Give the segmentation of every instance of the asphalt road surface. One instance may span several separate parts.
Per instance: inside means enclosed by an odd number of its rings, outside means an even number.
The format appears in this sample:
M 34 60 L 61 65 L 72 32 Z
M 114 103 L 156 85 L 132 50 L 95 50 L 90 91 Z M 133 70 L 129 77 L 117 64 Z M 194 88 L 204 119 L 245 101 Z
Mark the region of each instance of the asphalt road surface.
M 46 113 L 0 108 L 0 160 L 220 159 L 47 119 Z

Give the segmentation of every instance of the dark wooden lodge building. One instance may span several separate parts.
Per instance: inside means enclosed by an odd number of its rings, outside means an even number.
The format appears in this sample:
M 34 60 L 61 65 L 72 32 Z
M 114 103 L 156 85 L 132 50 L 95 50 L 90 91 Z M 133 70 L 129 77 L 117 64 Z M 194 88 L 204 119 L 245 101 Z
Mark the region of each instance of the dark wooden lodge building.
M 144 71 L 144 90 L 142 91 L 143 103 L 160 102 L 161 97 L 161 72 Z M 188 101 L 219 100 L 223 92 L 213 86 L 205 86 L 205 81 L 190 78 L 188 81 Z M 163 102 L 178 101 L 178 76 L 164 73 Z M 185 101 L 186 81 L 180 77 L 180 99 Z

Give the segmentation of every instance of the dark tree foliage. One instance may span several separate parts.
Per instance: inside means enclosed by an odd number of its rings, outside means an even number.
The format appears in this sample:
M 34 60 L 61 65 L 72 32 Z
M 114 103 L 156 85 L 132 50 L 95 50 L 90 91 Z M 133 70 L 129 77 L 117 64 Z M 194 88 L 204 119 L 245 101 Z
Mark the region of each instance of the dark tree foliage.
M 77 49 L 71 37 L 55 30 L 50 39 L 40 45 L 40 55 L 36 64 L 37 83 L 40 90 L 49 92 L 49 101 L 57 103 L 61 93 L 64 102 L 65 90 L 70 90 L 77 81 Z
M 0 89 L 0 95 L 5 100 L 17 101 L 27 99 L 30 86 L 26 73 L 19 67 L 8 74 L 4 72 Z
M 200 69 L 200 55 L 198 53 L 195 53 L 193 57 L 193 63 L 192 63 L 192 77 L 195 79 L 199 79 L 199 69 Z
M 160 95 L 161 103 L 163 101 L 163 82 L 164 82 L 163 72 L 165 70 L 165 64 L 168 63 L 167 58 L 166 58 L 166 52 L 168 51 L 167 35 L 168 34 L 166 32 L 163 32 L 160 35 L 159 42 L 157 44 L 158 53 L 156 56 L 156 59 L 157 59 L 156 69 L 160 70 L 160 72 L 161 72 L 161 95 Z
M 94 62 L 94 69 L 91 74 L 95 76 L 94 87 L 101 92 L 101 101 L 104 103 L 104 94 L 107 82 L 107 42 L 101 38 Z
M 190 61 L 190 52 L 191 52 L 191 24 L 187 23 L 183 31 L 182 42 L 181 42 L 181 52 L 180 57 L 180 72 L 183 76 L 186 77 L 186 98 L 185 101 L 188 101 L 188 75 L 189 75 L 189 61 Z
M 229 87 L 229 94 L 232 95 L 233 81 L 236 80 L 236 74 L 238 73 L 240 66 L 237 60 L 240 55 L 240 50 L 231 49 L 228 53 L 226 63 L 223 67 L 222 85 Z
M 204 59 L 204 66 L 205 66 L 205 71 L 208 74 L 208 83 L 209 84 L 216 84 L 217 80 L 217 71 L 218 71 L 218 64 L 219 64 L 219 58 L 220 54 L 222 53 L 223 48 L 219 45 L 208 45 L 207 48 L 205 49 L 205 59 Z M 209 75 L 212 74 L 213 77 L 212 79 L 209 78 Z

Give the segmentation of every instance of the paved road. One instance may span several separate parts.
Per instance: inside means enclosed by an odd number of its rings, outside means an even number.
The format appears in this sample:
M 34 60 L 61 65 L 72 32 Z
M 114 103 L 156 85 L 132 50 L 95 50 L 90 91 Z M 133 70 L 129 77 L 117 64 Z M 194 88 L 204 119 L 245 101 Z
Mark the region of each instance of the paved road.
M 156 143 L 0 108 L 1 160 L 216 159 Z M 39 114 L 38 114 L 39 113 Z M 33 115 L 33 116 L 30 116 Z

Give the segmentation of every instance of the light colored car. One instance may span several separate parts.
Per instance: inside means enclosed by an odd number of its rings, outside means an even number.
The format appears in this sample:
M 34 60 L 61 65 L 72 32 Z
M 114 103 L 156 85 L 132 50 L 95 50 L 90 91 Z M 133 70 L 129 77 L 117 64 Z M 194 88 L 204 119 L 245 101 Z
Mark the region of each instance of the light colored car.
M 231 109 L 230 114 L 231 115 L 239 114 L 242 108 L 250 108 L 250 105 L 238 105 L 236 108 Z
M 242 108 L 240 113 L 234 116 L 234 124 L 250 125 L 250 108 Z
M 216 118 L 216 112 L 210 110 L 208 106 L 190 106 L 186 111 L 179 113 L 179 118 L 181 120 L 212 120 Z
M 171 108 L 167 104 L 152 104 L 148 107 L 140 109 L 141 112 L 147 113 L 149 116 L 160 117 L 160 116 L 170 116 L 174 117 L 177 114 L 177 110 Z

WHAT YOU WILL DO:
Copy the lines from the one containing "Give the segmentation of every instance of the dark tree" through the one containing "M 77 49 L 71", swapping "foliage" for "canopy" and changing nothing else.

WRITTEN RESPONSE:
Give the segmentation of every instance of the dark tree canopy. One instance may span several separate parts.
Per instance: inside means enclosed by an odd number of its rings, outside means an even number.
The format appears in this sample:
M 34 60 L 61 65 L 72 32 Z
M 114 103 L 156 85 L 132 50 L 95 50 L 90 91 Z M 133 70 L 129 77 L 117 64 Z M 194 88 L 204 119 L 245 101 Z
Mark the region of each instance of the dark tree canopy.
M 77 49 L 71 37 L 55 30 L 50 39 L 40 45 L 40 55 L 36 64 L 37 83 L 40 90 L 49 92 L 49 101 L 57 103 L 61 93 L 64 102 L 65 90 L 70 90 L 77 81 Z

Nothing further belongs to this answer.